[Document passage Boundary: Start]

Measles could become endemic in the United States if routine childhood vaccination rates continue to decline, with up to 51 million illnesses over a 25-year period, according to a new study.
Although the disease is endemic in some other countries – meaning it happens regularly within an area or community – it was declared eliminated in the US in 2000 because of vaccination efforts with the highly effective measles-mumps-rubella (MMR) vaccine.
Nearly 900 measles cases have been recorded in the US this year, with more than half of states reporting at least one case, according to a CNN tally using data from state health departments and the US Centers for Disease Control and Prevention. Most of the cases have been linked with an outbreak centered on an area of West Texas with a large unvaccinated population.
The new model, published Thursday in the journal JAMA, looks at the potential spread of the disease in the US over 25 years based on different vaccination levels calculated using data from 2004-23.
The researchers – from Stanford, Baylor, Rice and Texas A&M universities – estimate current state-by-state vaccination coverage for measles at 87.7% to 95.6%.
Because measles is so contagious, experts say the only way to prevent outbreaks is if at least 95% of a community has received two doses of the MMR vaccine. After this rate was maintained for a decade, though, coverage dipped during the Covid-19 pandemic and has yet to recover. The measles vaccination rate fell to 92.7% for kindergartners in the 2023-24 school year, according to data from the CDC.
At current vaccination rates, the model predicts that the disease would become endemic in the US within 25 years.
If the vaccination rate declines 10%, the US would see 11.1 million cases of measles over this period.
If current trends were reversed and there was a 5% increase in the number of people getting the MMR vaccine, however, there would be only 5,800 measles cases over 25 years.
The model showed that other vaccine-preventable diseases shouldn’t become endemic in the US at current levels of vaccination. If, however, routine childhood vaccination falls 50%, it predicts 51.2 million measles cases over a 25-year period, 9.9 million cases of rubella, 4.3 million cases of poliomyelitis and 197 cases of diphtheria. With such a steep decline in vaccinations, these diseases would cause 10.3 million hospitalizations and 159,000 deaths.
“These findings support the need to continue routine childhood vaccination at high coverage to prevent resurgence of vaccine-preventable infectious diseases in the US,” the researchers wrote.

[Document passage Boundary: End]

- [Task requirements]
• A. According to the measles article, in what year was measles declared eliminated in the US?
• B. Duplicate the portion of the measles article that begins at the words "The researchers –" and ends after the words "87.7% to 95.6%.".
These rows have no connection to the measles article.

[Given records Boundary: Start]

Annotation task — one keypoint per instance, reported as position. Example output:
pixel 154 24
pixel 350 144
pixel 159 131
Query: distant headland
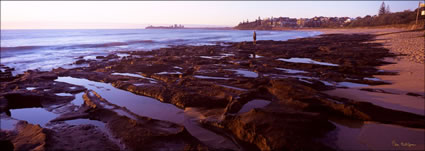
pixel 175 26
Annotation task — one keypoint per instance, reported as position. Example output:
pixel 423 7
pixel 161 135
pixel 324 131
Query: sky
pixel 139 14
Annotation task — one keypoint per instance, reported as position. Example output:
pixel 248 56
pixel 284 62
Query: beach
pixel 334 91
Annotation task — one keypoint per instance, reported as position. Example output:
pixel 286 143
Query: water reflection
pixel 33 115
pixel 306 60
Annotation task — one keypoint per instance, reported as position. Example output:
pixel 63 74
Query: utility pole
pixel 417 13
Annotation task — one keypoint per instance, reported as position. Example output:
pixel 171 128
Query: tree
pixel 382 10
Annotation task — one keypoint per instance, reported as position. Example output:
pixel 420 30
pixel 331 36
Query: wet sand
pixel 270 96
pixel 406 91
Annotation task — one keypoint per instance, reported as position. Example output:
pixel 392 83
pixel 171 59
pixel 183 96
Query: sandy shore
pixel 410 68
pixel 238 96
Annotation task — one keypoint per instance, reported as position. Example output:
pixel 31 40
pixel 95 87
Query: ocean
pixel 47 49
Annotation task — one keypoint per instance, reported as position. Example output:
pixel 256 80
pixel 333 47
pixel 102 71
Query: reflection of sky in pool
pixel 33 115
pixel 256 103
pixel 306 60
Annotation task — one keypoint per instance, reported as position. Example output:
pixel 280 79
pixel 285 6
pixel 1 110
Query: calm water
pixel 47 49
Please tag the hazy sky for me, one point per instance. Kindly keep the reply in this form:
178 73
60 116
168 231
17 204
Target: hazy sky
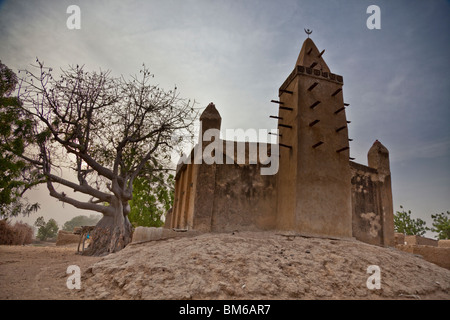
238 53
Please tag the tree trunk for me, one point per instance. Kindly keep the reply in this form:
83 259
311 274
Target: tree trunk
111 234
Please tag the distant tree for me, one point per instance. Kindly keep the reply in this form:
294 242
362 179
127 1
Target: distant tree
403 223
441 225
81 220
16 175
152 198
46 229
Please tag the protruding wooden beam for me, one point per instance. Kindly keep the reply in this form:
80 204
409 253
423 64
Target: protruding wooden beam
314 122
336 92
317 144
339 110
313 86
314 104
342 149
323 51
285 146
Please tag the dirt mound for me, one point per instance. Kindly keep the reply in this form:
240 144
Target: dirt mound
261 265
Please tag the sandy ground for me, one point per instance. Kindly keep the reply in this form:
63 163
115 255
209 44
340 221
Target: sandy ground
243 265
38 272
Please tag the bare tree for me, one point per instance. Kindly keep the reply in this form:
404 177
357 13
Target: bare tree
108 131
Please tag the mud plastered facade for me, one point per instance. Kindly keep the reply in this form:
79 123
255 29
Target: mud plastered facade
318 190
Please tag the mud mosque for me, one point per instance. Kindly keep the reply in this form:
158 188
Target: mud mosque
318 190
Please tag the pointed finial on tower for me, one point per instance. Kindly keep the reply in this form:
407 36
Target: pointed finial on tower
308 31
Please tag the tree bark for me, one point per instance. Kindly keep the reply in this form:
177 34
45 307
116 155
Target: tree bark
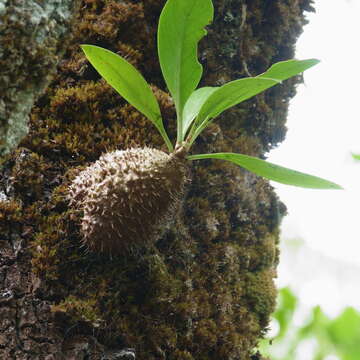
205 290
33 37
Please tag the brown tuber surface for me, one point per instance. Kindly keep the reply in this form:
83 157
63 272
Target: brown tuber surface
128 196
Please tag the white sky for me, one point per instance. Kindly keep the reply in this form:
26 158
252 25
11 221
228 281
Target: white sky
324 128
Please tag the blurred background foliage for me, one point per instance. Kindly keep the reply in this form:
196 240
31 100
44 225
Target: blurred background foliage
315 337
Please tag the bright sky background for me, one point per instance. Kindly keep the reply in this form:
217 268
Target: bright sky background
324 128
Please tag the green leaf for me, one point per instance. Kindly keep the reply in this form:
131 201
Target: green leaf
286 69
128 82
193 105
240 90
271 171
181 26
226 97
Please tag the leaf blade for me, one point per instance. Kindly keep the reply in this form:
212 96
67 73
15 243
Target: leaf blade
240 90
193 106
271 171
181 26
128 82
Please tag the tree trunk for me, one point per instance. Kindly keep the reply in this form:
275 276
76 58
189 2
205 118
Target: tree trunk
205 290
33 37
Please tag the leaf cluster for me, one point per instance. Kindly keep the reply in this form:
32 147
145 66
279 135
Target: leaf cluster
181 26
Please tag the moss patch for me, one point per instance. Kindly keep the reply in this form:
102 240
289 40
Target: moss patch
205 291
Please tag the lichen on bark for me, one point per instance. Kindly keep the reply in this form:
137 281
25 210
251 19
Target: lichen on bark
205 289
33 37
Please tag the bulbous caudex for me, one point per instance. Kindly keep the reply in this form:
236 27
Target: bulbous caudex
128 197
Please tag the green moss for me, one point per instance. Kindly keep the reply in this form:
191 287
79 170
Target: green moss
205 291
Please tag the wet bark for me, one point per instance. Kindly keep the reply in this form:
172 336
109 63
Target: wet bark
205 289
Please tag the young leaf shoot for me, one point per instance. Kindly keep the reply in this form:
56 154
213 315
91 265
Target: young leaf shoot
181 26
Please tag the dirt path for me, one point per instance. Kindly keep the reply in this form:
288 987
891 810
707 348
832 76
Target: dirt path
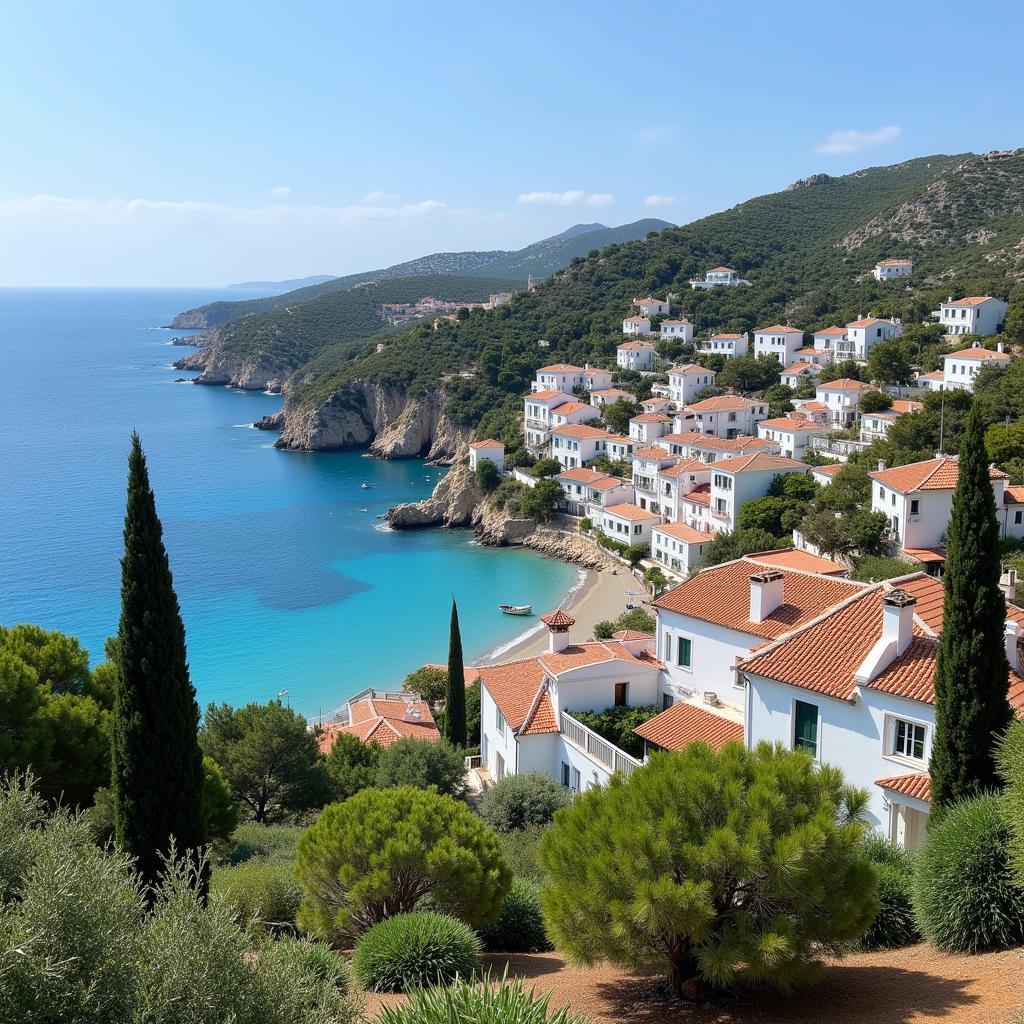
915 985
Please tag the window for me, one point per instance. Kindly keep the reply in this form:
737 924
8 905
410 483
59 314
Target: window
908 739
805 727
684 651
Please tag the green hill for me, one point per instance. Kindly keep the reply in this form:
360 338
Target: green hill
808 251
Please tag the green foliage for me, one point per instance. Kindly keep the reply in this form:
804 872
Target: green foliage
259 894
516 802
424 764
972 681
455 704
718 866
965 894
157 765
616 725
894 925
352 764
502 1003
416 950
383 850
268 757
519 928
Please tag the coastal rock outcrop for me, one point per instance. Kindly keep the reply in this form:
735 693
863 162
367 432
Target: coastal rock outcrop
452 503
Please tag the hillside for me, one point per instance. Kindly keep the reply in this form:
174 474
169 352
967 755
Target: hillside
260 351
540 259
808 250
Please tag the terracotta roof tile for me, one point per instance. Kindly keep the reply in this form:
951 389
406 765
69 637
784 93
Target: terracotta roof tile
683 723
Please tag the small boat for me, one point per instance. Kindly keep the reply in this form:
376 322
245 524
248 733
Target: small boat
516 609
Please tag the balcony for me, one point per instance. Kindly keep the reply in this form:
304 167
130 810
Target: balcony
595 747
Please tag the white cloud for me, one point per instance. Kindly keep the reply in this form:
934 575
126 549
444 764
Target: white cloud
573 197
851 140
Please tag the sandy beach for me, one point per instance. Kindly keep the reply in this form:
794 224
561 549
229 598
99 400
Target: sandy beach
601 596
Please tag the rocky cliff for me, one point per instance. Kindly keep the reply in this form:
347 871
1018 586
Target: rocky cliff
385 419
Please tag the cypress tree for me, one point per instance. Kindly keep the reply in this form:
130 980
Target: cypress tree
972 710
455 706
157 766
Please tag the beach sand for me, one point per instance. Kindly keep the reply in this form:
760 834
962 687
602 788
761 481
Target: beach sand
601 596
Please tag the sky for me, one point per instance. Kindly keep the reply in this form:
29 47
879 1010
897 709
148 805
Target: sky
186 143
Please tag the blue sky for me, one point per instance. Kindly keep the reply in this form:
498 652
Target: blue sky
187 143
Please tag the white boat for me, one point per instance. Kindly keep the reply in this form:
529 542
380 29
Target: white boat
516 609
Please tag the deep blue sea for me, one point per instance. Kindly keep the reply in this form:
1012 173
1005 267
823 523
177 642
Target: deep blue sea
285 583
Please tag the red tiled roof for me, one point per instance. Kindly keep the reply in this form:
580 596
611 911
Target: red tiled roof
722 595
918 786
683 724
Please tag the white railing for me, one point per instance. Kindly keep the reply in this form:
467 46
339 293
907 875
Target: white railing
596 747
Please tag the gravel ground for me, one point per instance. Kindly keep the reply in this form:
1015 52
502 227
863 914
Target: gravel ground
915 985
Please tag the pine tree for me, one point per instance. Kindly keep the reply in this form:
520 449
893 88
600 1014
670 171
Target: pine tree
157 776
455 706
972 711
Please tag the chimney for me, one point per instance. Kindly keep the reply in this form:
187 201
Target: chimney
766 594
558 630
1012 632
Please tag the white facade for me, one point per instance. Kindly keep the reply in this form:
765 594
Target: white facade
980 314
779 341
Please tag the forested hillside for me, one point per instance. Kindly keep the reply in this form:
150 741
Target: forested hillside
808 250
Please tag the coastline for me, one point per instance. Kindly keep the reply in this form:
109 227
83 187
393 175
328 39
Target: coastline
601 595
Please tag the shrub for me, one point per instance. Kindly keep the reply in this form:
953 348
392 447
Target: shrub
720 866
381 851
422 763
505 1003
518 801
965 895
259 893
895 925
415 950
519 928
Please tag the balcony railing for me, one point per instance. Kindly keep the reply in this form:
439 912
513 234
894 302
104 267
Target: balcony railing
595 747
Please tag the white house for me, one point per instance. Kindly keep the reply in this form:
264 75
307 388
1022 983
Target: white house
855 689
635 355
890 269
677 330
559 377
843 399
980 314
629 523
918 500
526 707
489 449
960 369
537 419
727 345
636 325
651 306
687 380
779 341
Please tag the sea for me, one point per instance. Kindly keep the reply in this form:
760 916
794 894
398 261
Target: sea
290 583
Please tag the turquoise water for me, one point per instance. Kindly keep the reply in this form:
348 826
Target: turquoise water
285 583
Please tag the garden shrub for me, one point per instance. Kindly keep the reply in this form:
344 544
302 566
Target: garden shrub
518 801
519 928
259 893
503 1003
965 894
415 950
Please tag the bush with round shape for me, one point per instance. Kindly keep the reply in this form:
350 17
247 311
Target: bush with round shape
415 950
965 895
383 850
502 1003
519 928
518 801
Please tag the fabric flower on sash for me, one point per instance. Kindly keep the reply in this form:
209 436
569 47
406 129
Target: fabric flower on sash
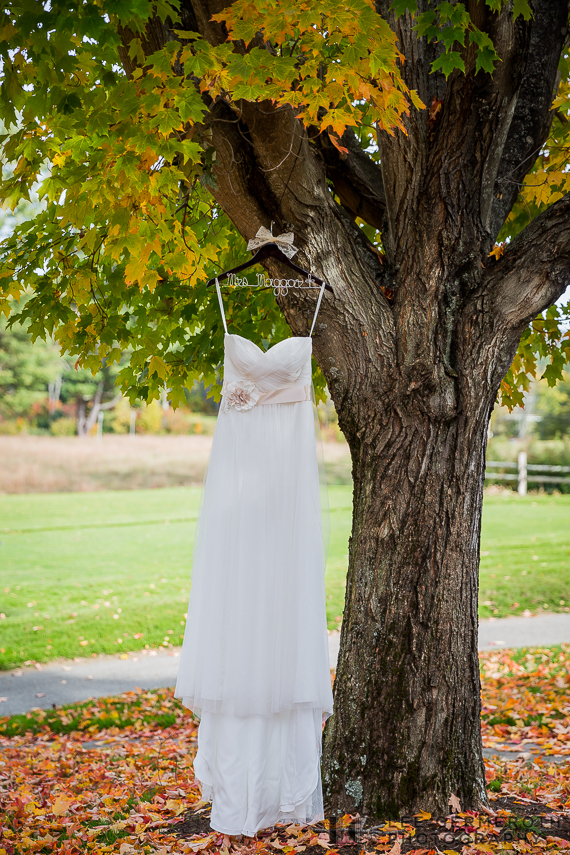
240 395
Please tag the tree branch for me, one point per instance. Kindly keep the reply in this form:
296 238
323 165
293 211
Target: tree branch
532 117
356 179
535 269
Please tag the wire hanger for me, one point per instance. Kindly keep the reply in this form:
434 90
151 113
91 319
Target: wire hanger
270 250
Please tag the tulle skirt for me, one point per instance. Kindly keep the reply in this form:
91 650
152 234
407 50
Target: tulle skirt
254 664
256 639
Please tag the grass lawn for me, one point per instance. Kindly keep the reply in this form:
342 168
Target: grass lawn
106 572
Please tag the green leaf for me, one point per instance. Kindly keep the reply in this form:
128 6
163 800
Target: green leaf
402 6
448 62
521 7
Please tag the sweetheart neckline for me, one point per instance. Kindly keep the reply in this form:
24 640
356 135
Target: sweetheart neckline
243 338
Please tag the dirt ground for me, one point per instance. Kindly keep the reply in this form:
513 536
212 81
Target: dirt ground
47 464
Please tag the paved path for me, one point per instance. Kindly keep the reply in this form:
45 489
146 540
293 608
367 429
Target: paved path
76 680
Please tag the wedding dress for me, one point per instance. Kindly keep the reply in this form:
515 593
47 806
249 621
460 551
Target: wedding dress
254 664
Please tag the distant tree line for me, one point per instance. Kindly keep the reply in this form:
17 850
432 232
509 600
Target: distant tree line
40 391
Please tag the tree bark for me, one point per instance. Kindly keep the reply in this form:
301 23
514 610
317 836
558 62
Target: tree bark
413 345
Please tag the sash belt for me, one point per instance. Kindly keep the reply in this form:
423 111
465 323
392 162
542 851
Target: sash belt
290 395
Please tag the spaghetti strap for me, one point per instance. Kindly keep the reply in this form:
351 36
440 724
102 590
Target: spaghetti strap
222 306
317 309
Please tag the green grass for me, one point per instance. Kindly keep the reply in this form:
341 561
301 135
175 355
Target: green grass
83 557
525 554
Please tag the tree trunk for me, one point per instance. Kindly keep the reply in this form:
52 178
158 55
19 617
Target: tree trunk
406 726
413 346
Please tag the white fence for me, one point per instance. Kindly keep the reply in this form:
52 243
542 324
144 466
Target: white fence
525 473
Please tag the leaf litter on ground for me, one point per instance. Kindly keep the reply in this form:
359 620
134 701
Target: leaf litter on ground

[Given records Boundary: End]

- [Replies]
• A. Measles was declared eliminated in the US in 2000.

• B.
The researchers – from Stanford, Baylor, Rice and Texas A&M universities – estimate current state-by-state vaccination coverage for measles at 87.7% to 95.6%.